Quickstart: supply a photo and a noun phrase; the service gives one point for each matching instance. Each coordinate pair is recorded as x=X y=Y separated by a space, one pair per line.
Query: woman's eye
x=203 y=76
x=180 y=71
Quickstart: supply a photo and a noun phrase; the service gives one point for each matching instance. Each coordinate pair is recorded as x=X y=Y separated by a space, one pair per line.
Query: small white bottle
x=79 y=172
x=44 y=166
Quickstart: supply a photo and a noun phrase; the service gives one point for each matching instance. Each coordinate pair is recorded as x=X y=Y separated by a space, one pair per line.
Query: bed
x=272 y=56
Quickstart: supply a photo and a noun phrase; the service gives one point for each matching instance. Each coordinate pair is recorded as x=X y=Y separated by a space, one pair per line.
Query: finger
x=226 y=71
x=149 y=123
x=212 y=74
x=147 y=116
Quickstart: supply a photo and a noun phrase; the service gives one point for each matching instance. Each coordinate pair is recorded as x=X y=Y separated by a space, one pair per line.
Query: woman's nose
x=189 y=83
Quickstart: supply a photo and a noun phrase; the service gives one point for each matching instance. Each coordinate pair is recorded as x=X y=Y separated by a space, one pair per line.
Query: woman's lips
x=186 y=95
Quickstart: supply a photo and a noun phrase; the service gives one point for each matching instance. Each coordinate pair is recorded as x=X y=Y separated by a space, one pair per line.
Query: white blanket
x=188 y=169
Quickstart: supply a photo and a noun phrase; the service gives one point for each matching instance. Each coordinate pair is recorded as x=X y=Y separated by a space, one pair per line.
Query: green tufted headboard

──────────

*EXERCISE REQUIREMENTS:* Everything from the line containing "Query: finger" to the last line of the material above should be printed exactly, both ends included.

*ANSWER FOR THE TASK:*
Query: finger
x=226 y=71
x=149 y=123
x=212 y=74
x=147 y=116
Quickstart: supply a photo and a noun phrase; the service gives one point for each matching instance. Each coordinate pair is recorded as x=X y=Y separated by a space, one pair per line.
Query: woman's nose
x=189 y=83
Quickstart: supply a photo and a noun phrase; the service gives one point for each matching instance. Each coordinate pair is recorded as x=X y=Y separated by a space, one pair per line.
Query: woman's lips
x=186 y=95
Quickstart: supply a photo and a noun phrase; the service gives one point for each matching instance. Each coordinate pair is recorded as x=X y=Y separated by a space, one pair per line.
Query: white blanket
x=188 y=169
Quickstart: supply a photo and a noun phrase; the service gives one point for each matching instance. Each coordinate pair is recorded as x=X y=Y separated by a space, one pair per line.
Query: green tufted headboard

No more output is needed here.